• _PROBLEM_:
After finding the line containing "Each instance of the young" below, please output that line and each following one through the line containing "Each instance of the green", exactly as written.

• _EXERCISE MATERIAL_:
-=-=-

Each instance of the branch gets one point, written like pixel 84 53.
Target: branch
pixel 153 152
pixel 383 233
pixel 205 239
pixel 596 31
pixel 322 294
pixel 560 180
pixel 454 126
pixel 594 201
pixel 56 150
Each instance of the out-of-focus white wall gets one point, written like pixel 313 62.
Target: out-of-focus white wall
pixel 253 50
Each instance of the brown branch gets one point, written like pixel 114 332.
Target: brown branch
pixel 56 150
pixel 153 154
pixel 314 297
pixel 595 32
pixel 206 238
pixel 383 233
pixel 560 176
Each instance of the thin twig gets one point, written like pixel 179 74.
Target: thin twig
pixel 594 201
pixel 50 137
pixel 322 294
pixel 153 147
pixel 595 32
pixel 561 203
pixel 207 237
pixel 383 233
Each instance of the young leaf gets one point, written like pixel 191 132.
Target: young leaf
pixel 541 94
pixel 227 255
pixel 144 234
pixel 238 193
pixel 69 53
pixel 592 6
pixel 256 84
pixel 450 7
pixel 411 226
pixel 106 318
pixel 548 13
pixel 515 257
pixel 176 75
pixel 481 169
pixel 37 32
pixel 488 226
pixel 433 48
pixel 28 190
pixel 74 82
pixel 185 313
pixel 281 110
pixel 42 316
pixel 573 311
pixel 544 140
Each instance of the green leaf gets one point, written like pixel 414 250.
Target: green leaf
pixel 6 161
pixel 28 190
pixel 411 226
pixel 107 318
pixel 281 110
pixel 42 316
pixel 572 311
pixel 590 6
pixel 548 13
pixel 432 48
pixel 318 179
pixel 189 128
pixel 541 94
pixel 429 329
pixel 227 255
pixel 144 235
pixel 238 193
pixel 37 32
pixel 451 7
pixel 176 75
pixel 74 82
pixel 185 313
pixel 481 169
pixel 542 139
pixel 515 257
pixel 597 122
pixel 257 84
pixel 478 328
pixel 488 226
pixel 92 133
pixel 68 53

-=-=-

• _RESULT BELOW_:
Each instance of the young leaf gets one point, written like pixel 191 132.
Target: young leaf
pixel 541 94
pixel 227 255
pixel 144 234
pixel 238 193
pixel 69 53
pixel 592 6
pixel 256 84
pixel 450 7
pixel 411 226
pixel 106 318
pixel 548 13
pixel 515 257
pixel 176 75
pixel 481 169
pixel 37 32
pixel 488 226
pixel 433 48
pixel 28 190
pixel 74 82
pixel 185 313
pixel 281 110
pixel 42 316
pixel 573 311
pixel 544 140
Each instance of the green leaf gets one point, written like pixel 414 250.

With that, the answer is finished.